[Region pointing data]
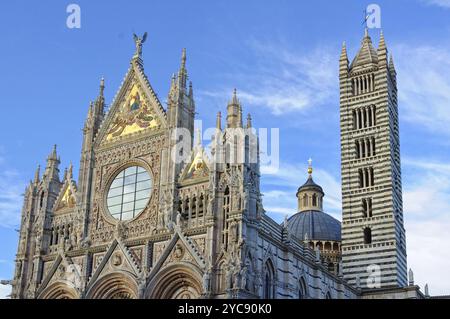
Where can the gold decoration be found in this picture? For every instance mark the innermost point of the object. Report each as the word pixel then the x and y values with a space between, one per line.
pixel 135 116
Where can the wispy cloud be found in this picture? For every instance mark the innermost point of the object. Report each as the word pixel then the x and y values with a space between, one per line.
pixel 11 188
pixel 427 220
pixel 285 81
pixel 424 87
pixel 439 3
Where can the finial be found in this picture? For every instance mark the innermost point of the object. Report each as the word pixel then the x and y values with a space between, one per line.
pixel 249 120
pixel 102 85
pixel 37 174
pixel 199 137
pixel 411 277
pixel 53 155
pixel 285 222
pixel 183 57
pixel 138 42
pixel 70 173
pixel 234 100
pixel 219 121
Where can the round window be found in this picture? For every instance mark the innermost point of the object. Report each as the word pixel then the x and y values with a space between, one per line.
pixel 129 193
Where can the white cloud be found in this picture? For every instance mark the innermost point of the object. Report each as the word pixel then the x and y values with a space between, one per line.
pixel 439 3
pixel 424 87
pixel 285 81
pixel 427 221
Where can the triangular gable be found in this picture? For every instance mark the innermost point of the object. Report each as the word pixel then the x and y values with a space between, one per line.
pixel 118 257
pixel 179 248
pixel 67 198
pixel 136 109
pixel 197 167
pixel 62 269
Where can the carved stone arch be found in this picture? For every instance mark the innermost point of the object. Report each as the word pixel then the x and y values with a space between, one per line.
pixel 303 292
pixel 220 280
pixel 269 279
pixel 118 285
pixel 177 281
pixel 59 290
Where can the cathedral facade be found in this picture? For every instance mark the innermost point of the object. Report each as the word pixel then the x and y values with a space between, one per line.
pixel 152 214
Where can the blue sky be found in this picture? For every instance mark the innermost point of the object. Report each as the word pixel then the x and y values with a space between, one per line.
pixel 282 56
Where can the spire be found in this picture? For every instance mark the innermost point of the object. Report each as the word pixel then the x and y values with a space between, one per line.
pixel 138 43
pixel 37 174
pixel 310 167
pixel 381 43
pixel 392 66
pixel 219 121
pixel 367 54
pixel 102 86
pixel 182 73
pixel 344 56
pixel 191 90
pixel 199 138
pixel 411 277
pixel 53 161
pixel 70 172
pixel 382 50
pixel 53 156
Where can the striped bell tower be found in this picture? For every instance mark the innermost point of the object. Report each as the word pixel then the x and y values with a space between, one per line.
pixel 373 236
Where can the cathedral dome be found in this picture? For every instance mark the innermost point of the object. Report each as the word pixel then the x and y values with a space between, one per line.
pixel 311 223
pixel 314 225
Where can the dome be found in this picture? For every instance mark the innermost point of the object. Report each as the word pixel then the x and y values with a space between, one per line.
pixel 310 185
pixel 316 224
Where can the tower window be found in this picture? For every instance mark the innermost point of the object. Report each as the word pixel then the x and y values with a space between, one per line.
pixel 41 202
pixel 367 207
pixel 367 236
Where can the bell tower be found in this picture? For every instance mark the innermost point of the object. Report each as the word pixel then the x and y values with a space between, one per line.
pixel 373 236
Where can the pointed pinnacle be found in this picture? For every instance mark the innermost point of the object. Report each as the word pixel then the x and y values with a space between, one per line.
pixel 183 58
pixel 249 120
pixel 219 121
pixel 37 174
pixel 382 43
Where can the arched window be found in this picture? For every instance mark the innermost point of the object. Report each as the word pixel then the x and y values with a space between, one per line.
pixel 361 178
pixel 268 280
pixel 225 214
pixel 364 204
pixel 41 201
pixel 194 207
pixel 367 236
pixel 302 292
pixel 358 154
pixel 201 206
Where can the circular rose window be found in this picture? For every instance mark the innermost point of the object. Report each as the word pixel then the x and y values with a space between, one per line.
pixel 129 193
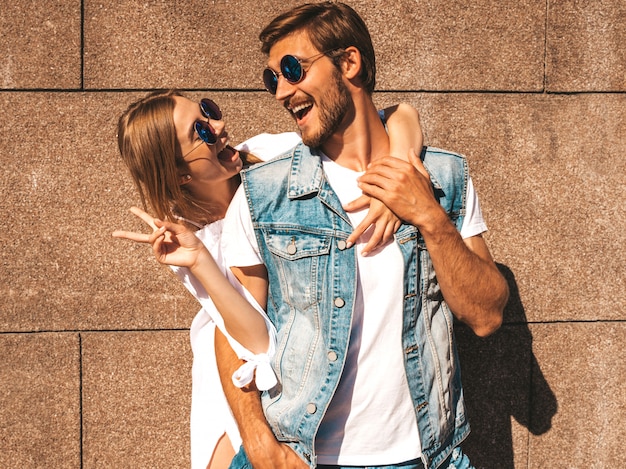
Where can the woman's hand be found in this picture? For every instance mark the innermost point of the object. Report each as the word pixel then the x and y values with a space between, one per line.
pixel 172 244
pixel 383 221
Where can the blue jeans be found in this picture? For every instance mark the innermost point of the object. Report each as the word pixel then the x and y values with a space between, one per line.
pixel 457 460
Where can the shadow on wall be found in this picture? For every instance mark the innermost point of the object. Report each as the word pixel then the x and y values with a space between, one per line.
pixel 502 379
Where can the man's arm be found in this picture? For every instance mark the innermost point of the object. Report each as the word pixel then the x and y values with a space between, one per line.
pixel 261 446
pixel 472 285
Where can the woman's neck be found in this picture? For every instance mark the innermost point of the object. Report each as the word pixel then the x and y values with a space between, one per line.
pixel 213 200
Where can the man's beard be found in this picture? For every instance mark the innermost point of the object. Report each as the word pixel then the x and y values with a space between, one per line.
pixel 332 108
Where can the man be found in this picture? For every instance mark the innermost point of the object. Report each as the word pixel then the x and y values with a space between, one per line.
pixel 366 359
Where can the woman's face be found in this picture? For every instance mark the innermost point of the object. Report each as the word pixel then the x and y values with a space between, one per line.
pixel 206 163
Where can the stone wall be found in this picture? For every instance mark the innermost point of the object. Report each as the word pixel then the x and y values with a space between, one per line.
pixel 95 368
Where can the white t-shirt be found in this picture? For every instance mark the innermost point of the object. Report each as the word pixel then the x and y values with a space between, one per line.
pixel 366 423
pixel 210 414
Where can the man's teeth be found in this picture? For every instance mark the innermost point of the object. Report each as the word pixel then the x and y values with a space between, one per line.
pixel 300 107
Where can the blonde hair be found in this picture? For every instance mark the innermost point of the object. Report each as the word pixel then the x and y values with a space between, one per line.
pixel 149 147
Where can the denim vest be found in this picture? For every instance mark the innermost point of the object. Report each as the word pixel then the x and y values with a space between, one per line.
pixel 301 230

### Your goal
The answer should be the records above, unchanged, with the pictures omitted.

### Answer below
Where can the gold decoration be found in this picture? For every instance mark the innermost point of the object. Report each as the word pixel then the x and y values with a space between, one per line.
pixel 135 116
Where can the wispy cloud be found in this picture? For every instance mark the innermost point of the object. Report each as the word pixel then the x and y values with a space between, one per line.
pixel 11 188
pixel 427 220
pixel 285 81
pixel 424 87
pixel 439 3
Where can the finial be found in this picture? For every instance mark the innermost point of the object. Report each as the word pixel then the x and y values with a space between, one per line.
pixel 249 120
pixel 102 85
pixel 37 174
pixel 199 137
pixel 411 277
pixel 53 155
pixel 285 222
pixel 183 57
pixel 138 42
pixel 70 173
pixel 234 100
pixel 219 121
Where can the round window be found in this picture? For every instance mark the innermost point of the object. Report each as the word pixel then the x and y values with a space between, one per line.
pixel 129 193
Where can the white cloud be found in this picture? For every instance mark the innermost point of the object. Report each as the word pixel then the x and y values with a space between, one per line.
pixel 439 3
pixel 424 87
pixel 285 81
pixel 427 221
Where can the triangular gable be found in this picture? For every instance mark the innermost point of the object. Report each as the word pixel then the x and y values with a space between, one per line.
pixel 118 257
pixel 179 248
pixel 67 198
pixel 136 109
pixel 197 167
pixel 62 269
Where can the carved stone arch be found in this picture? For every instance mark the innermost point of the object. Report each as the word pixel then the x and y values with a space between, one per line.
pixel 303 292
pixel 220 280
pixel 269 279
pixel 118 285
pixel 177 281
pixel 59 290
Where can the cathedral facade be found in this picture? For every instance mark the innermost point of the object. Report each as the word pixel then the x and y values with a space between, one per line.
pixel 152 214
Where can the blue sky be found in this picture? For every instance mark the innermost point of the object. Report each as the word pixel then the x and y values with a space between, one per line.
pixel 282 56
Where can the spire be found in this picture? For every instance mark the innermost point of the object. Report each as the word pixel then the x and y values with a space between, one per line.
pixel 138 43
pixel 37 174
pixel 310 167
pixel 381 43
pixel 392 66
pixel 219 121
pixel 367 54
pixel 102 86
pixel 182 73
pixel 344 56
pixel 191 90
pixel 199 138
pixel 411 277
pixel 53 161
pixel 70 172
pixel 382 50
pixel 53 156
Where can the striped bell tower be found in this picture? For every instance mark the innermost point of the object. Report each as the word pixel then the x and y values with a space between, one per line.
pixel 373 236
Where can the cathedral dome be found in this picture? For every instance mark the innermost point of the object. Report each as the word pixel then the x and y values with a space between, one per line.
pixel 311 223
pixel 314 225
Where can the dome be found in this picture? For every instance mark the innermost point of the object. Report each as the word pixel then the x and y values with a space between, one per line.
pixel 310 185
pixel 316 224
Where can the tower window be found in this picture? For every instance mark the innermost point of the object. Report each as the word pixel then the x and y values with a space between, one per line.
pixel 41 202
pixel 367 207
pixel 367 236
Where can the bell tower be found in this picture? For every instance mark the innermost point of the object. Report each as the word pixel then the x and y values with a space between, one per line.
pixel 373 236
Where can the pointed pinnacle be found in this picture? For every instance mark the innermost point of the object. Report each as the word pixel then the x and y values with a space between, one per line.
pixel 183 58
pixel 249 120
pixel 219 121
pixel 37 174
pixel 382 43
Where can the arched window be found in this picture? For every instance mark the innermost point of the object. Report each as the word pixel then the x and y values with a space between, one per line.
pixel 361 178
pixel 268 280
pixel 225 214
pixel 364 204
pixel 41 201
pixel 194 207
pixel 367 236
pixel 302 292
pixel 358 154
pixel 201 206
Where can the circular rose window be found in this picture? For every instance mark the innermost point of the object. Report each as the word pixel then the x and y values with a space between, one per line.
pixel 129 193
Where can the woman's hand be found in this picture? For every instance mark the innermost point of the object. Report each as the word pixel then the x and y values with a space between, one per line.
pixel 172 244
pixel 383 221
Where can the blue jeans be found in this picture? For every instance mark the innermost point of the object. Report each as the word pixel then the x and y values with a space between, one per line.
pixel 457 460
Where can the shadow on wall be found in this picture? For every instance mark the innermost point of the object. Report each as the word pixel then the x and y values with a space between, one per line.
pixel 502 379
Where can the man's arm be found in this picture? For every instance mark the innermost point of the object. Report each as the word pixel then the x and y values with a space between, one per line.
pixel 261 446
pixel 472 285
Where can the woman's neck be found in this picture? For every instance mark the innermost point of the object. Report each as the word pixel then the x and y values with a space between, one per line.
pixel 213 200
Where can the man's beard be found in this picture? For every instance mark the innermost point of the object. Report each as the word pixel then the x and y values with a space between, one per line.
pixel 332 108
Where can the man be found in this picture? For every instance mark the innermost point of the object. Report each as the word pixel then the x and y values with a space between, one per line.
pixel 366 359
Where can the woman's face be found in this picture? For every instance mark the innermost point of the object. Report each as the word pixel then the x and y values with a space between, one per line.
pixel 206 163
Where can the stone wall be found in this picture? For every instance mark the innermost point of the object. Report each as the word pixel then the x and y values with a space between, one per line.
pixel 95 368
Where can the white t-shirt be found in this picture? For every instance mark the innermost point of the object. Report each as the word pixel then the x and y values with a space between, one per line.
pixel 366 423
pixel 210 414
Where can the man's teeth be found in this picture? For every instance mark the innermost point of the object. Report each as the word pixel then the x and y values with a space between, one per line.
pixel 300 107
Where can the blonde hair be found in this picture? For every instance mark the innermost point of the object. Report each as the word pixel then the x and y values with a space between, one per line.
pixel 149 147
Where can the denim vest be found in this picture? For every instance mark the innermost point of the object. Report each as the word pixel then the x and y values with a space between, one per line.
pixel 301 230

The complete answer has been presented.